Saved data entries:
● ● ● ●

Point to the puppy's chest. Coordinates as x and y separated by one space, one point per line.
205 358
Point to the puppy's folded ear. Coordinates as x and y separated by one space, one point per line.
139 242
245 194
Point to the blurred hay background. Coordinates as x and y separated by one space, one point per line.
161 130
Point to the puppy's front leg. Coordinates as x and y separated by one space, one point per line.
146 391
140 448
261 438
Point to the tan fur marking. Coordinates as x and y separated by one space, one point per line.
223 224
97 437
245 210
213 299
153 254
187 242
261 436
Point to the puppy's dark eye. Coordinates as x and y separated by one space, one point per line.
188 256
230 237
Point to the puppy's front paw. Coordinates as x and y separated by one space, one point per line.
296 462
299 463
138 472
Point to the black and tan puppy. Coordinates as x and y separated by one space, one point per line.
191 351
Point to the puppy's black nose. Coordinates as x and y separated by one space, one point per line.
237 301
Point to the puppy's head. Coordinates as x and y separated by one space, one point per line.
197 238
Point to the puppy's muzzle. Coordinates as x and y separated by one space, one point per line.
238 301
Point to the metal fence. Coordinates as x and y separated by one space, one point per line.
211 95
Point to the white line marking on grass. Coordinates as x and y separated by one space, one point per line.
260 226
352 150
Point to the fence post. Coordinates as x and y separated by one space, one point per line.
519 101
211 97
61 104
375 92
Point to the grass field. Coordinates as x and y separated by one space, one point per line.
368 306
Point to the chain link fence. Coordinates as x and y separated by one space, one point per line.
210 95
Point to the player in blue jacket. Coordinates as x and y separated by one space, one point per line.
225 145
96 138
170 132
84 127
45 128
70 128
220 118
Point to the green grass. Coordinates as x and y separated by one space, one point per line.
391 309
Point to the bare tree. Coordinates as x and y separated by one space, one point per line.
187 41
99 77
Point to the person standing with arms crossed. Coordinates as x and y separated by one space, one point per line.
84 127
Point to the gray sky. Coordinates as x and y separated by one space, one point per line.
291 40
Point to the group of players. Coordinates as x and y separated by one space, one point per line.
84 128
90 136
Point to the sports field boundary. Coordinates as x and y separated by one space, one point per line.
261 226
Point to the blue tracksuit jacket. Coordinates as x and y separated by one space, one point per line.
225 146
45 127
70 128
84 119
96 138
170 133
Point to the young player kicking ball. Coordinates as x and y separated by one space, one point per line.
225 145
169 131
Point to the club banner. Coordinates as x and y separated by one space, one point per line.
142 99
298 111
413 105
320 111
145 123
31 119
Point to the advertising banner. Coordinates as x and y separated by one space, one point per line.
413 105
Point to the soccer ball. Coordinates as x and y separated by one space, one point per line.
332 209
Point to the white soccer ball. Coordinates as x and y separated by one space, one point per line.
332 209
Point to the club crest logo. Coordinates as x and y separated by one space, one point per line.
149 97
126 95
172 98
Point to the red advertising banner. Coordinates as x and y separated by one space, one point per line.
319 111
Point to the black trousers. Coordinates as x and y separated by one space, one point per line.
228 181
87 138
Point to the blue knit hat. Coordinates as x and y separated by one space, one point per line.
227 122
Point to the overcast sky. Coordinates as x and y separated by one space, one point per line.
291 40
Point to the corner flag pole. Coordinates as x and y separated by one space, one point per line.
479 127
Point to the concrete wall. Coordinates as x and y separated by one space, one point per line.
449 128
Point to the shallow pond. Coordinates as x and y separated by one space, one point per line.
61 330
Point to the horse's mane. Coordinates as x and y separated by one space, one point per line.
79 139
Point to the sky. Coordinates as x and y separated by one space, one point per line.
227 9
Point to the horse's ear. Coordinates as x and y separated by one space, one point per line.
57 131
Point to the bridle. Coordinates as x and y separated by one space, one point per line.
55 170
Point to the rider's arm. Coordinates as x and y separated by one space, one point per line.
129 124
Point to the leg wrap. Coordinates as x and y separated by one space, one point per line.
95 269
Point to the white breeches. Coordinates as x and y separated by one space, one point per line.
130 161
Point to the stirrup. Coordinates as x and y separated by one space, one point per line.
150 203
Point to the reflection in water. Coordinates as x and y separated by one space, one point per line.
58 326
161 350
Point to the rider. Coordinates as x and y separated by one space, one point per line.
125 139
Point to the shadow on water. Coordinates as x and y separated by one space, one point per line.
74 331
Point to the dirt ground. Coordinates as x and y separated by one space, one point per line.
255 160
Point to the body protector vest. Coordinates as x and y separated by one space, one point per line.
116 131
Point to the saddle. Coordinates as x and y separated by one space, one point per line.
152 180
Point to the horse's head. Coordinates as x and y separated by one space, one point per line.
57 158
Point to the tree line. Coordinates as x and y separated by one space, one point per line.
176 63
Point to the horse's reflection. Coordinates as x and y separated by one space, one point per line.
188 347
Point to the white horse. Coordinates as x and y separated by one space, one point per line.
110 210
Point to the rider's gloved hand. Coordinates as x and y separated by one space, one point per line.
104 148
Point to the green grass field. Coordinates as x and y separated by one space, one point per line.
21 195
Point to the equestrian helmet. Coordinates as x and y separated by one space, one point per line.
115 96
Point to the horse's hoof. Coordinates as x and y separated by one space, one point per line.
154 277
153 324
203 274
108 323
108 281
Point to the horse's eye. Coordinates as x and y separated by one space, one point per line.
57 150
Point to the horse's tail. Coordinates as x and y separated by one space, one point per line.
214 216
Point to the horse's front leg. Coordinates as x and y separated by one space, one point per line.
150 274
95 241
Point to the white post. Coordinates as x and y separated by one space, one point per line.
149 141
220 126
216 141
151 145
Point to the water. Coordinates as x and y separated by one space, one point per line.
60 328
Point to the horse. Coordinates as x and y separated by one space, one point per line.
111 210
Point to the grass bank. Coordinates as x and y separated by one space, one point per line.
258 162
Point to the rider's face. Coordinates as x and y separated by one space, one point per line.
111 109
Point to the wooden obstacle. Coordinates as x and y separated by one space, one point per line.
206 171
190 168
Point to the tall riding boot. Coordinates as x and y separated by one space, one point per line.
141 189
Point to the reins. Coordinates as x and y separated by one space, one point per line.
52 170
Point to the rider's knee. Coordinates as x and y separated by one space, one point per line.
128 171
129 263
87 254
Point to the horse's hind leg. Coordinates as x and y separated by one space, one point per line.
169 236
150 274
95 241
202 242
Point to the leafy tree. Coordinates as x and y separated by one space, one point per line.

● ● ● ●

What the task asks: From the first line to the last, retype the data exactly.

Task answer:
Point to the puppy's chest. Coordinates as x and y separated by one space, one point per line.
205 358
Point to the puppy's folded ear. Coordinates as x and y separated by one space, one point per line.
139 242
245 194
Point to the blurred hay background. Coordinates as x and y separated by one space, one point per line.
161 130
Point to the puppy's front leg. Coordinates as x and y separated by one space, one point per line.
146 391
140 448
261 438
Point to the tan fur marking. Coordinates as x and y separated by one space, one point per line.
223 224
97 437
245 210
213 299
153 254
187 242
261 436
Point to the puppy's dark eye. Coordinates as x and y separated by one space, one point per line.
188 256
230 237
Point to the puppy's front paw. Coordinates as x and y separated by one space, one point per line.
296 462
299 463
138 472
Point to the black and tan puppy. Coordinates as x and y separated by one space, one point per line.
191 351
Point to the puppy's black nose. Coordinates as x and y separated by one space, one point per line.
237 301
Point to the puppy's head. Coordinates as x and y separated by one space, one point per line.
197 238
Point to the puppy's muzzle. Coordinates as x and y separated by one space, one point per line.
238 301
Point to the metal fence. Coordinates as x and y separated by one space, one point per line.
211 95
Point to the white line marking on grass. Coordinates as x and y separated by one space, one point per line.
260 226
352 150
Point to the fence post. Coordinates as x and y separated by one space, one point per line.
519 101
211 97
61 104
375 92
Point to the grass field. Coordinates as x and y separated by one space, one point per line.
368 306
Point to the chain link fence. Coordinates as x and y separated by one space, one point per line.
210 95
Point to the player in blue jacket. Coordinates as x and y separated by one space, one point per line.
225 145
96 138
170 132
84 127
45 128
70 128
220 118
Point to the green grass. Coordinates as x and y separated by one space, one point per line.
391 309
Point to the bare tree. Coordinates as x and y separated by one space, one point per line.
187 41
99 77
Point to the person standing with arms crossed. Coordinates as x and y separated by one space, one point per line.
84 127
Point to the gray sky. Coordinates as x and y separated by one space, one point per line.
291 40
Point to the group of players. Coordinates as x and y separated by one space, one point per line.
84 128
90 136
Point to the sports field boundary. Coordinates as x and y separated by one space, one point per line.
261 226
Point to the blue tracksuit jacket. Coordinates as x and y separated by one space, one point per line.
225 146
45 127
70 128
84 119
96 138
170 133
Point to the young player kicking ball. Coordinates as x and y separated by one space, one point per line.
225 145
169 131
Point to the club banner. Coordinates as x and y separated by one space, one point per line.
142 99
298 111
413 105
320 111
145 123
31 119
Point to the advertising banner. Coordinates as x and y separated by one space, one point per line.
413 105
Point to the soccer ball. Coordinates as x and y separated by one space, one point per line.
332 209
Point to the white soccer ball. Coordinates as x and y separated by one space, one point per line.
332 209
Point to the club crest logo. Coordinates as x and y separated by one space, one point per line.
149 97
126 95
172 98
Point to the red advertising banner. Coordinates as x and y separated by one space, one point per line.
319 111
Point to the black trousers. Coordinates as x and y separated by one space, one point per line.
228 181
87 138
Point to the blue knit hat. Coordinates as x and y separated by one space, one point per line.
227 122
Point to the overcast sky. Coordinates as x and y separated by one space, one point per line.
291 40
Point to the corner flag pole. Coordinates as x and y separated by one space, one point per line.
479 127
Point to the concrete wall. Coordinates as x and y separated by one space, one point per line.
449 128
Point to the shallow pond. Coordinates as x and y separated by one space, one point per line.
61 330
Point to the horse's mane. Coordinates as x and y separated by one space, one point per line.
79 139
Point to the sky. Coordinates as x and y separated by one space, one point per line.
227 9
Point to the horse's ear. Coordinates as x and y separated by one space, one point per line.
57 131
Point to the bridle. Coordinates as x and y separated by one space, one point per line.
55 170
Point to the rider's arm. Coordinates as x and y separated by one space, one point per line.
129 124
Point to the leg wrap. Coordinates as x and y separated by one space, one point per line.
95 269
Point to the white breeches. Coordinates as x and y separated by one space, one point per line.
130 161
Point to the stirrup. Coordinates as x and y separated by one space, one point per line.
150 203
Point to the reflection in water. Coordinates as x and y separated by one space, one point per line.
58 326
161 350
Point to the rider. Coordinates as x and y separated by one space, one point per line.
125 139
Point to the shadow on water. Coordinates as x and y separated by one space, one point per line.
74 331
Point to the dirt ground. Coordinates as x and y separated by one space, one point per line.
255 160
Point to the body protector vest. Coordinates as x and y separated by one space, one point per line.
116 131
Point to the saddle. Coordinates as x and y separated by one space, one point per line.
152 180
Point to the horse's head. Coordinates as x and y separated by one space, one point per line.
57 158
Point to the tree line. Coordinates as x and y separated by one space, one point per line.
176 63
Point to the horse's reflection. Coordinates as x and y separated by one space, one point per line.
188 347
Point to the white horse. Coordinates as x and y separated by one space, one point per line.
110 210
Point to the rider's gloved hand. Coordinates as x and y separated by one space, one point per line.
104 148
Point to the green grass field. Coordinates as x and y separated by one space, one point per line.
21 195
Point to the equestrian helmet. Coordinates as x and y separated by one space, one point per line.
115 96
Point to the horse's hoof. Coordinates as x and y separated by one space, one point per line.
154 277
153 324
203 274
108 323
108 281
Point to the horse's eye. Coordinates as x and y separated by one space, one point per line.
57 150
Point to the horse's tail. Coordinates as x and y separated by one space, one point per line.
214 216
Point to the horse's front leg. Coordinates as x and y separated by one space, one point per line.
150 274
95 241
Point to the white post. Coordinates as x and y separated by one space, one point per line.
149 141
220 126
216 141
151 145
Point to the water. Coordinates as x and y separated by one space, one point per line.
60 328
Point to the horse. Coordinates as x and y separated by one space, one point per line.
111 210
Point to the grass bank. Coordinates as x and y separated by one space, one point per line.
258 162
Point to the rider's face. Coordinates as x and y separated by one space, one point per line.
111 109
Point to the wooden obstacle. Coordinates as x and y separated by one space, one point per line.
206 171
190 168
Point to the tall riding boot. Coordinates as x and y separated by one space, one point per line.
141 189
Point to the reins. Coordinates as x and y separated by one space, one point per line.
52 170
Point to the rider's knee. Coordinates as x and y separated by one space, one point per line.
128 171
129 263
87 254
Point to the horse's hind leg. Coordinates as x and y separated by one space, one point per line.
169 236
150 274
95 241
202 242
Point to the leafy tree. Coordinates as x and y separated by one space, one point per line.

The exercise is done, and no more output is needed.